■ CONSEGNE ■
1. Cita testualmente un passo dell'estratto: inizia dalle parole "Monaco di Baviera In" e fermati dopo "analisi e consigli.".
2. Quali nomi propri di persone, luoghi, enti o aree politiche compaiono nell'estratto? Elencali tutti una sola volta, nell'ordine in cui appaiono.

Monaco di Baviera In questa calda estate 2012 siamo arrivati al “momento della verità” per l’unione monetaria europea. Lo si percepisce a tutto tondo a Monaco di Baviera, capitale dell’area con il reddito più capite più alto dell’Unione europea e molto più influente sulle decisioni del Governo tedesco di quanto normalmente si pensi: non solo a ragione del suo peso specifico all’interno della Germania, e nell’ambito del partito che ha espresso Angela Merkel come Cancelliere della Repubblica Federale, ma anche in quanto sono gli istituti di ricerca economica con sede centrale a Monaco – specialmente il CESifo – quelli a cui il Governo federale più si appoggia per analisi e consigli.

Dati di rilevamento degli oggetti
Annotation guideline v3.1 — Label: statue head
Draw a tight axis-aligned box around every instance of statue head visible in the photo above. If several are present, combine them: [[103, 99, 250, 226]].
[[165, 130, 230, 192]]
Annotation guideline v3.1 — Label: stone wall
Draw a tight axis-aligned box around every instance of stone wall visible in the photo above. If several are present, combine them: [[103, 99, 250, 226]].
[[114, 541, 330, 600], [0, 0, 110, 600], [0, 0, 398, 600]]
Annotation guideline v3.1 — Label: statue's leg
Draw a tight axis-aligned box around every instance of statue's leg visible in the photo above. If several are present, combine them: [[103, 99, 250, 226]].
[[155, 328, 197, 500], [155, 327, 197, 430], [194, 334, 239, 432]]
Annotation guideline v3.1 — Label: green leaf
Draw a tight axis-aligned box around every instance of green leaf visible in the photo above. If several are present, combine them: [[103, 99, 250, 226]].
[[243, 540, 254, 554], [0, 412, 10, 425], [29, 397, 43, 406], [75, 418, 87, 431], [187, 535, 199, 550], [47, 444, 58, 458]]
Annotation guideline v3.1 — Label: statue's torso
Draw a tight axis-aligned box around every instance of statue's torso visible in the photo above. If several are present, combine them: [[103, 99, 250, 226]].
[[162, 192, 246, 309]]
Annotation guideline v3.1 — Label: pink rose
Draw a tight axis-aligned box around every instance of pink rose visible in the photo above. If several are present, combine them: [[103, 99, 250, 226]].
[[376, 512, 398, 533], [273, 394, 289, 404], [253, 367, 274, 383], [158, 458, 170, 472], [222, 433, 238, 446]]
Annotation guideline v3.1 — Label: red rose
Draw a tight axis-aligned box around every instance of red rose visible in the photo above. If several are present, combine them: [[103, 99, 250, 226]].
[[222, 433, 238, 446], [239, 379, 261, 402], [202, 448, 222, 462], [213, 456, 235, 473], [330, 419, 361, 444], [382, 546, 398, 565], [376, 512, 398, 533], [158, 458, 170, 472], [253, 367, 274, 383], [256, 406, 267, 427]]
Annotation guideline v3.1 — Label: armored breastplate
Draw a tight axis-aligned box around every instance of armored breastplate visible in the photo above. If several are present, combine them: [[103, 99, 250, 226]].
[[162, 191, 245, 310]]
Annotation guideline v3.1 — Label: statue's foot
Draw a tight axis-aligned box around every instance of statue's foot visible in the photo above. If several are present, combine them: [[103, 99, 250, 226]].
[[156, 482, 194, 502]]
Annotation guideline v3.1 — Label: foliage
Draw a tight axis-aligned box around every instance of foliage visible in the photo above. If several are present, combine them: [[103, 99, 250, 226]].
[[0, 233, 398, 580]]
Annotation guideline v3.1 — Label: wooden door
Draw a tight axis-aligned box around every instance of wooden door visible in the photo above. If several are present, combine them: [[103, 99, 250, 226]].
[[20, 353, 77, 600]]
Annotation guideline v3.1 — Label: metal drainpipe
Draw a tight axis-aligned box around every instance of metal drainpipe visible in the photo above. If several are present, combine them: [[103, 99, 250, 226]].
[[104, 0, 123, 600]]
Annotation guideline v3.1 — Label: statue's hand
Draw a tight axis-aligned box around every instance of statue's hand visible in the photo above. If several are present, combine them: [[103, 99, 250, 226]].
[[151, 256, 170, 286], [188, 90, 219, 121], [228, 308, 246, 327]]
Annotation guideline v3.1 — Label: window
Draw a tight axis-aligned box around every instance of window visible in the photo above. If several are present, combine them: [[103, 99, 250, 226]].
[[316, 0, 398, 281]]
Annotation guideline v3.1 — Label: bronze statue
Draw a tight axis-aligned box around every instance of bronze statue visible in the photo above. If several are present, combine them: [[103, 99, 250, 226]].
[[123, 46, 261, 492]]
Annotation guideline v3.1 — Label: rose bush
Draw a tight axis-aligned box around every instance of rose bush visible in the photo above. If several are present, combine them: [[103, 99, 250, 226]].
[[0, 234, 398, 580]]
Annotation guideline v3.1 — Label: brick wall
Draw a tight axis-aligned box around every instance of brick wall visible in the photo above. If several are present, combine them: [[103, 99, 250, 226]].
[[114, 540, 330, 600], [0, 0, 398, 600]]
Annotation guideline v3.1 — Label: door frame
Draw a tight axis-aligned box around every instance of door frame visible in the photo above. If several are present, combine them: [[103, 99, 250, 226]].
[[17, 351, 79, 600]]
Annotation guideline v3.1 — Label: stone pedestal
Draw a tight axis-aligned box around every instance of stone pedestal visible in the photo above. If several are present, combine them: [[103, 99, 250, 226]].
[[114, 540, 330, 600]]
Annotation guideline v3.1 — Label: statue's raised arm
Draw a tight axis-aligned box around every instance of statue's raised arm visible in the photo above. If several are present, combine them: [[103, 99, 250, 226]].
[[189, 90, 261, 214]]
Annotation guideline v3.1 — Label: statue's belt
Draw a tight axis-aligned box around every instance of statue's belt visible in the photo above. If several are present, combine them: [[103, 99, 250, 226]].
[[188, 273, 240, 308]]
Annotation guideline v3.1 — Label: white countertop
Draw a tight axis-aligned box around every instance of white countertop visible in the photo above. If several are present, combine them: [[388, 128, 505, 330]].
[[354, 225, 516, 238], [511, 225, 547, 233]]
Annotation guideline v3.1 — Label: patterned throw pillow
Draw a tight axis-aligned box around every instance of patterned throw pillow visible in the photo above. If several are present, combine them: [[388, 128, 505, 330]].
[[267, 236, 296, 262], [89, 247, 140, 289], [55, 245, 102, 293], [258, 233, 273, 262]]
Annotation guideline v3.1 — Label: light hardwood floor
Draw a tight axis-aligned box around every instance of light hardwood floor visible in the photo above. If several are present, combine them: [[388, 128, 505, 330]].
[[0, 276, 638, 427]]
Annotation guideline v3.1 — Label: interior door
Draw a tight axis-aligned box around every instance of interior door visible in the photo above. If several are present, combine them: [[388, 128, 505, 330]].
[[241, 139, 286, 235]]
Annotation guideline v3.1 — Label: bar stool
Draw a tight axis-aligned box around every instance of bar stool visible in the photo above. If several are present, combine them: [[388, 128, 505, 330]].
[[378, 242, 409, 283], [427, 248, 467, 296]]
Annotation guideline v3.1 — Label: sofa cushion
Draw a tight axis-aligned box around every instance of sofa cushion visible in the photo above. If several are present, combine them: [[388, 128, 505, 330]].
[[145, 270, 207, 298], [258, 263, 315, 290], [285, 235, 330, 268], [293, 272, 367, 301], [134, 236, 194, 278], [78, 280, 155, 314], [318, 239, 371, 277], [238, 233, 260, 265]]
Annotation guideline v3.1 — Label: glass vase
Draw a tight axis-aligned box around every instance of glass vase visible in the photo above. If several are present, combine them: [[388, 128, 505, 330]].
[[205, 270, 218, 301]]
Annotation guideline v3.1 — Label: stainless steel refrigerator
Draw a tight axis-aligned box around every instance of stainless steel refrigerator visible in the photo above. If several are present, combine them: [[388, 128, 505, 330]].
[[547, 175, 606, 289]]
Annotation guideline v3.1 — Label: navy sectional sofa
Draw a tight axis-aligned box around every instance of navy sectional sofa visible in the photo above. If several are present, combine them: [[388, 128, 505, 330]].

■ RISPOSTE ■
1.
Monaco di Baviera In questa calda estate 2012 siamo arrivati al “momento della verità” per l’unione monetaria europea. Lo si percepisce a tutto tondo a Monaco di Baviera, capitale dell’area con il reddito più capite più alto dell’Unione europea e molto più influente sulle decisioni del Governo tedesco di quanto normalmente si pensi: non solo a ragione del suo peso specifico all’interno della Germania, e nell’ambito del partito che ha espresso Angela Merkel come Cancelliere della Repubblica Federale, ma anche in quanto sono gli istituti di ricerca economica con sede centrale a Monaco – specialmente il CESifo – quelli a cui il Governo federale più si appoggia per analisi e consigli.

2. Monaco di Baviera, Unione europea, Germania, Angela Merkel, Repubblica Federale, CESifo